# Source excerpt

[Begin]

Tuesday, August 29, 2023

NOT MUCH OF A PLOT, BUT LARROQUETTE'S IN IT

 


Those are the words I heard John Larroquette say to maybe Johnny Carson many years ago, about the epitaph he wanted over his grave.  So clever and apt.  


Thank you to the several people who e-mailed recently to ask why I don’t publish my blog, or at least some of the Southern stories.  I so appreciate the great compliment and confidence, but I’m not at all a plot-smith.   And though I’ve had lovely reactions to the small bits I write for LAWN TEA, it’s just descriptions mostly, and you can stay interested for JUST SO LONG in colours and expressions and postures and events; you gotta have a PLOT.


There are vast MASTERS of that, who weave stories out of whole cloth, with warp and weft swayed to accommodate truth or lie, deeds or thoughts. Close-up or back-up-and-squint, their stories have pattern and sequence, woven through with threads which provide texture and strength to the whole.   And then there are those who patch their stories out of the frayed edges all the way around, winding and darning until the tale rings true, if thin.  Somewhere in there, I guess I must work around the selvage, not matching up with the whole picture and having none of the pattern, just some mismatched threads.  I think I just skip-hop around the periphery of stuff,  knitting up a few little flowers there, embroidering a pile of leaves amongst the snarls, some hard-as-a-hickry-nut moments in the knots, or some fronds of lazy fern-waves as the action goes on behind the sheers.

[End]

# Pointing dataset excerpts
[Begin]

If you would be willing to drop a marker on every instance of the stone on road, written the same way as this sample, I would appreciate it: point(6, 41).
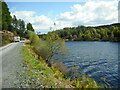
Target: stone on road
point(10, 61)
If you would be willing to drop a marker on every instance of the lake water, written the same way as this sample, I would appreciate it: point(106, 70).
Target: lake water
point(99, 60)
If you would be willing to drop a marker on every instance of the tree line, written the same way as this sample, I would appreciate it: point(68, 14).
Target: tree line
point(82, 33)
point(17, 26)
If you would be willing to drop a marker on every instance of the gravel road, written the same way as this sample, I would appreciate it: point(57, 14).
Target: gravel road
point(10, 59)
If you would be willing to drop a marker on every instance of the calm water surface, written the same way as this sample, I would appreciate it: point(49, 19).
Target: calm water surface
point(99, 60)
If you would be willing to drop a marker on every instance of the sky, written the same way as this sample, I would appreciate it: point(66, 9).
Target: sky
point(43, 15)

[End]

# Tasks and exercises
[1] Can you set down, word for word, the rows from the line containing "it: point(106, 70)." down to the line containing "point(17, 26)", with both of those lines included?
[2] Could you take the blog post about not being a plot-smith further, picking up after its last sentence?

# Results
[1]
If you would be willing to drop a marker on every instance of the lake water, written the same way as this sample, I would appreciate it: point(106, 70).
Target: lake water
point(99, 60)
If you would be willing to drop a marker on every instance of the tree line, written the same way as this sample, I would appreciate it: point(68, 14).
Target: tree line
point(82, 33)
point(17, 26)

[2]
It’s the centrals, the life-patterns and the true colours of the REAL that evade me.   Just prinking a plot together would probably stretch my feeble brain and drive me to making voodoo dolls.   It’s like me and card games---I can trump whatever you put down there, but haven’t a clue in Killarney what to lead with next.

Adjectives are my friends.  Never met many I didn’t embrace and claim for my own, and since there are so many, I scatter-shot them haphazardly across hill and dale, with plenty left for the ditches and the ruts.   I know all about spare prose; I read the tight, terse words, strung together like perfect pearls.  Given one of those exquisite sentences, I would be struck by the purity and absolute perfection of the statement.  If the same thought were my own, I’d be throwing in descriptives right and left, seeing in my mind all the intricacies of the idea, but losing those pearls right off the string into a great mudhole of modifiers.  In my hands, “Call me Ishmael,” would have deteriorated into this great doily of introduction up to and including bows and curtsies, with segues into once-removed, and that whale-hunt would have outlasted Ahab, Whale and Pequod.

But a plot, now---that’s just not in my telling.  I’d start out a few lines, then veer wildly between whatever I’m reading now, maybe some Ivanhoe, a bit of Grafton, three lines from Hamlet, a Reacher brawl, some Odyssey, a little Captains Courageous, some stolen string theory, a smidge of Princess Bride, a page or two of Tarzan, and wild wavers between Idgie Threadgoode and Raylan Givens.   All the while visualizing, as I do, the diverse group of all the fabulous character actors whose faces and voices would fill the parts.

 There are supposed to be less than half a dozen plots in the known world anyway, and they’ve been used and re-used and re-written and convoluted and plagiarized and re-purposed til the cows come home.   Don’t writers ever worry that the exact set of circumstances they’re writing so feverishly about, with all the new-to-them labors of their harried, fertile brains, might have been published in 1898 or 2004, by some housewife from Little Rock, still unknown and stuck with several hundred languishing copies?   There they’d be---not having read those particular stories, with a year’s worth of work and re-write and edit and submissions and rejection slips, all finally accepted by HarperCollins and ready to go---and then falls the ax on the whole deal.

I'll just hang right here, overdoing the descriptions, with nowhere to go but down another prosy path too overgrown with words. S'all I got, folks.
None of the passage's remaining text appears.